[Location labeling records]
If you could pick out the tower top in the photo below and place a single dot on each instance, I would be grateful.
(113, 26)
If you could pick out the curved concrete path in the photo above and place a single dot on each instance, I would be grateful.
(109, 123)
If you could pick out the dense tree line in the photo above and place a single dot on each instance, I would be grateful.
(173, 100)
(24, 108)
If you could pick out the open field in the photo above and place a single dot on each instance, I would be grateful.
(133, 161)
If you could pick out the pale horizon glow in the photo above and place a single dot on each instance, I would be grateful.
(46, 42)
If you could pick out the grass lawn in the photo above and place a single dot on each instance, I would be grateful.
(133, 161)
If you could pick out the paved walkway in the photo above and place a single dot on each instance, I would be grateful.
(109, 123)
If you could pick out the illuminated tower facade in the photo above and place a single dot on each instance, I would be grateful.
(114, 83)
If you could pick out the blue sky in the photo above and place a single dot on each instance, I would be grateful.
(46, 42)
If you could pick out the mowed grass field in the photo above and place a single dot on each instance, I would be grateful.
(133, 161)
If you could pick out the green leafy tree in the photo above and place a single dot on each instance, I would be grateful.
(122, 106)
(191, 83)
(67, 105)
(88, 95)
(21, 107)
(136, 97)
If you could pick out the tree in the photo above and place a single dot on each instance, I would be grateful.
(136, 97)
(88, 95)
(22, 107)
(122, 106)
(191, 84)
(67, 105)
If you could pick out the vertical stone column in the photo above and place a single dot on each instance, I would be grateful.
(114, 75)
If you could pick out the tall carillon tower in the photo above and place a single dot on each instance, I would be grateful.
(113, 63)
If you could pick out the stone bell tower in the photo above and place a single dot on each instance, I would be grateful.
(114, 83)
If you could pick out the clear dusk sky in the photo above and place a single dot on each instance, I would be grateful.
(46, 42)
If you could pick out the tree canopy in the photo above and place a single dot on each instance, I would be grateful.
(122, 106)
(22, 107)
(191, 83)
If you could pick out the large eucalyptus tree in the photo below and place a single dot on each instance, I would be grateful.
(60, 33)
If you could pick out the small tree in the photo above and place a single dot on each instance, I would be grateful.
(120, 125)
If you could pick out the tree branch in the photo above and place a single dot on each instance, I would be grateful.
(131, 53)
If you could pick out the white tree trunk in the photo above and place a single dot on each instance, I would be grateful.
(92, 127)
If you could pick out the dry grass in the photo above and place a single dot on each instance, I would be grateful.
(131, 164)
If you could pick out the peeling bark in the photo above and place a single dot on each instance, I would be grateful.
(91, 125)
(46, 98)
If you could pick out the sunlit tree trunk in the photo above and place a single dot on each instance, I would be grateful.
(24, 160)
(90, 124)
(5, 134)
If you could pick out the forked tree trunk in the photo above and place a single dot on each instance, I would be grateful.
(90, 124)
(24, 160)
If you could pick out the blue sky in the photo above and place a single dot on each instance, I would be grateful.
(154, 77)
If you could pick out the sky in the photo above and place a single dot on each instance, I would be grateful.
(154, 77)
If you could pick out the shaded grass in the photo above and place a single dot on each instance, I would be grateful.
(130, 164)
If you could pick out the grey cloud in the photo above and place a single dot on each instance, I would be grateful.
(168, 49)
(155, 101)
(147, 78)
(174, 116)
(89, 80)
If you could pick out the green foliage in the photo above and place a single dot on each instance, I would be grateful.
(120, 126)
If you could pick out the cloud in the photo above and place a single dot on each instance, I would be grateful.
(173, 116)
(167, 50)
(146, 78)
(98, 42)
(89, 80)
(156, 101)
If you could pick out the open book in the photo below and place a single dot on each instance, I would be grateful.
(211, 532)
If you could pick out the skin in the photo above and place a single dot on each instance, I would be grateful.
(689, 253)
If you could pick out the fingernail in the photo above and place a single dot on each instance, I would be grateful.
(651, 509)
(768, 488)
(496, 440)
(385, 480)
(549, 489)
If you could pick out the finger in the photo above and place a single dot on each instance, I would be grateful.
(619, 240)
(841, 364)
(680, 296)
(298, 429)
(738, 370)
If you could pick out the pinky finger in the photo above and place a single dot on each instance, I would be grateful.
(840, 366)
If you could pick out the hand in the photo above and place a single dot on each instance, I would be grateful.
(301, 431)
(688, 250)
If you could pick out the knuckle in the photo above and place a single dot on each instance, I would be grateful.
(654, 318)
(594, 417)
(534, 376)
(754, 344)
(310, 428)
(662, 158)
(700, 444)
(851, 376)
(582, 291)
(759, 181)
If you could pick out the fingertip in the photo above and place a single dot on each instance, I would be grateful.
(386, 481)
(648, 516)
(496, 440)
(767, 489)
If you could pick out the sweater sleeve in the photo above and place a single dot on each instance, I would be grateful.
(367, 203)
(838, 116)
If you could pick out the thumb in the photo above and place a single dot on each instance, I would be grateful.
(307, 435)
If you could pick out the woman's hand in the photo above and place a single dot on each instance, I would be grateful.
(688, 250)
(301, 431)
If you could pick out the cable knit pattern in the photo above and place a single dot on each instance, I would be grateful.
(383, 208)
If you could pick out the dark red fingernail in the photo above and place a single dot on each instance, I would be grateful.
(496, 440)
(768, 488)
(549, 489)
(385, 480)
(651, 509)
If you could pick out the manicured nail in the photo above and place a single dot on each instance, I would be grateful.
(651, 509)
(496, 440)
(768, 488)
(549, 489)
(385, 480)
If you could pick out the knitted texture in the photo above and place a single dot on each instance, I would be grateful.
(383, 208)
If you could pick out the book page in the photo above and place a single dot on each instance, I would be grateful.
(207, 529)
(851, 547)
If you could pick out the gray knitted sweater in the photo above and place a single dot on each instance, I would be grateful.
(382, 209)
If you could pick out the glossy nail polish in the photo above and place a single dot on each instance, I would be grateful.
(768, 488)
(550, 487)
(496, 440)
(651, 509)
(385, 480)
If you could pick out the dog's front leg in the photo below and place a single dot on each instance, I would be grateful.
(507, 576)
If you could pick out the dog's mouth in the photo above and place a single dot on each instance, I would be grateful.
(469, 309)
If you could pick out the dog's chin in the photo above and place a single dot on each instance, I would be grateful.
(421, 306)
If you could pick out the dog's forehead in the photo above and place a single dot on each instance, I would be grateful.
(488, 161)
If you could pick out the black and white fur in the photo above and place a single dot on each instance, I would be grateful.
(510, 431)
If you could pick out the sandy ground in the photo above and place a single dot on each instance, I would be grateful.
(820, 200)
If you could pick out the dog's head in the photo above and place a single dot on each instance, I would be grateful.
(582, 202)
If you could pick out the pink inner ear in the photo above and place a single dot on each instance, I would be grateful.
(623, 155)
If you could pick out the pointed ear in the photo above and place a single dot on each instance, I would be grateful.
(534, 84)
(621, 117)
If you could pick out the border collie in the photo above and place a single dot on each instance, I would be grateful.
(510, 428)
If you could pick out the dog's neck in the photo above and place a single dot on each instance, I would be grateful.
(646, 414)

#### TASK TO COMPLETE:
Set out the complete listing exactly as shown.

#### RESULT OF THE EXERCISE:
If you could pick out the tower top in the photo below and place a single dot on each instance, I would be grateful.
(113, 26)
If you could pick out the curved concrete path in the photo above and place a single dot on each instance, I would be grateful.
(109, 123)
If you could pick out the dense tree line in the photo above and place a single dot on each instance, I would be grateful.
(173, 100)
(24, 108)
If you could pick out the open field in the photo above and place a single dot on each instance, I would be grateful.
(133, 161)
If you could pick out the pale horizon glow in the photo above and place a single dot on each instance, I would be grateful.
(46, 42)
If you could pick out the grass lawn in the photo above and place a single dot on each instance, I would be grateful.
(133, 161)
If you could pick out the paved walkway in the photo above and place a single dot on each instance, I would be grateful.
(109, 123)
If you could pick out the illuminated tower facade in the photo above and place a single dot on each instance, I would be grateful.
(114, 83)
If you could pick out the blue sky in the photo above and place a single dot on each instance, I would be grateful.
(46, 42)
If you could pick out the mowed grass field in the photo above and place a single dot on each instance, I would be grateful.
(133, 161)
If you could pick out the green leafy tree in the photo above and place a single dot on each instance, I would be grateful.
(122, 106)
(191, 83)
(67, 105)
(88, 95)
(21, 107)
(136, 97)
If you could pick out the tree in the photo above and place a single dot on each instance, I would be grateful.
(136, 97)
(88, 95)
(22, 107)
(122, 106)
(191, 84)
(67, 105)
If you could pick out the vertical stone column in the photo above and place a single dot on each instance, I would be grateful.
(114, 75)
If you could pick out the tall carillon tower in the photo above and place a single dot on each instance, I would be grateful.
(113, 63)
If you could pick out the stone bell tower in the photo above and place a single dot on each instance, I would be grateful.
(114, 83)
If you could pick out the clear dusk sky in the photo above and place a single dot on each instance, I would be grateful.
(46, 42)
If you could pick out the tree canopy in the photo above and place a single dot on each instance, I would be grateful.
(122, 106)
(22, 107)
(191, 83)
If you could pick out the large eucalyptus tree in the photo below and place a single dot on each instance, I would be grateful.
(60, 33)
If you could pick out the small tree in the photo above and place a single dot on each instance, I would be grateful.
(120, 125)
If you could pick out the tree branch in the photo above and place a single dot on each instance, I would be grateful.
(131, 53)
If you could pick out the white tree trunk in the photo above and place a single dot on each instance, I would be grateful.
(92, 127)
If you could pick out the dry grass in the photo above and place a single dot on each instance, I would be grateful.
(131, 164)
If you could pick out the peeling bark in the photo above and place a single dot on each instance, I would be grateful.
(91, 125)
(46, 98)
If you could pick out the sunlit tree trunk in the photo above and place a single dot on each instance, I would be grateful.
(24, 160)
(90, 124)
(5, 134)
If you could pick out the forked tree trunk in the photo above and place a single dot on each instance, I would be grateful.
(90, 124)
(24, 160)
If you could pick out the blue sky in the photo above and place a single dot on each instance, I would be grateful.
(154, 77)
If you could pick out the sky in the photo above and place a single dot on each instance, I would be grateful.
(154, 77)
If you could pick out the shaded grass in the photo above and place a single dot on each instance, I would be grateful.
(130, 164)
If you could pick out the grey cloud in the photo above and place a single dot on each instance, I would be grateful.
(168, 49)
(155, 101)
(147, 78)
(174, 116)
(89, 80)
If you could pick out the green foliage in the photo above and place a single dot on each instance, I would be grateful.
(120, 126)
If you could pick out the cloud in the photo above and place a single dot on each instance, I would be grateful.
(173, 116)
(167, 50)
(146, 78)
(98, 42)
(89, 80)
(156, 101)
If you could pick out the open book in the photo below and place a single dot on each instance, I would be grateful.
(211, 532)
If you could pick out the skin in the photo above and place a single dot on each instance, I would be grateful.
(689, 253)
If you could pick out the fingernail in the photo above and place a single dot on each instance, I would be grateful.
(651, 509)
(768, 488)
(496, 440)
(385, 480)
(549, 489)
If you could pick out the finger in the photo above and place a single dot on each instance, I would be grateful.
(619, 240)
(841, 364)
(680, 296)
(298, 429)
(738, 370)
If you could pick out the pinky finger in the photo above and place a single dot on each instance, I would be grateful.
(840, 366)
If you could pick out the hand in the photo above and place a single dot on each instance, I would be grateful.
(301, 431)
(688, 250)
If you could pick out the knuckle in the photo above and place a single dot on each instance, I would be grateful.
(654, 318)
(594, 417)
(534, 376)
(754, 344)
(310, 428)
(662, 158)
(700, 444)
(851, 376)
(582, 291)
(759, 181)
If you could pick out the fingertip in the photo above and place a single dot on each instance, I would be grateful.
(386, 481)
(648, 516)
(496, 440)
(767, 489)
If you could pick out the sweater sleeve in the photo above and place a single dot on each instance, I would be grateful.
(367, 203)
(838, 116)
If you could pick out the thumb in the photo above and place a single dot on each instance, I would be grateful.
(307, 435)
If you could pick out the woman's hand in the photo above and place a single dot on each instance, I would be grateful.
(688, 250)
(301, 431)
If you could pick out the cable knit pattern in the photo above and place a single dot on each instance, I would be grateful.
(383, 208)
If you could pick out the dark red fingernail in the photo above and place a single dot on each instance, I would be grateful.
(496, 440)
(768, 488)
(549, 489)
(385, 480)
(651, 509)
If you could pick out the manicured nail in the photo above and place a single dot on each instance, I would be grateful.
(651, 509)
(496, 440)
(768, 488)
(549, 489)
(385, 480)
If you could pick out the knitted texture in the photo above and place a single dot on each instance, I would be grateful.
(383, 208)
If you could pick out the book page in the photo above and place a single dot on each instance, I would be grateful.
(207, 529)
(851, 547)
If you could pick out the gray knitted sweater in the photo above and place a single dot on each instance, I would be grateful.
(382, 209)
If you could pick out the glossy nail polish in the photo above and place a single dot on each instance, I would be grateful.
(768, 488)
(550, 487)
(496, 440)
(651, 509)
(385, 480)
If you could pick out the dog's front leg in the photo below and place a single dot on each instance, I would be grateful.
(507, 576)
If you could pick out the dog's mouth in the photo above and place a single dot on each instance, I would be grateful.
(469, 309)
If you could pick out the dog's chin in the photo above and place a single dot on each instance, I would be grateful.
(421, 306)
If you could pick out the dog's forehead in the photo above and place a single dot on each instance, I would be grateful.
(488, 161)
If you could pick out the black and white fur in the photo above and place a single dot on each instance, I would be grateful.
(510, 431)
If you could pick out the sandy ground in the photo above and place a single dot on each instance, I would be grateful.
(820, 200)
If you could pick out the dog's head in the photo above and place a single dot on each instance, I would be grateful.
(582, 202)
If you could pick out the pink inner ear in the photo above and place a single dot on each instance, I would be grateful.
(623, 155)
If you could pick out the pointed ear in the photo above and place a single dot on each instance, I would be grateful.
(534, 84)
(621, 117)
If you could pick out the border collie in the photo above and place a single dot on each instance, I would be grateful.
(510, 428)
If you could pick out the dog's neck in the photo above and place a single dot on each instance, I would be grateful.
(646, 414)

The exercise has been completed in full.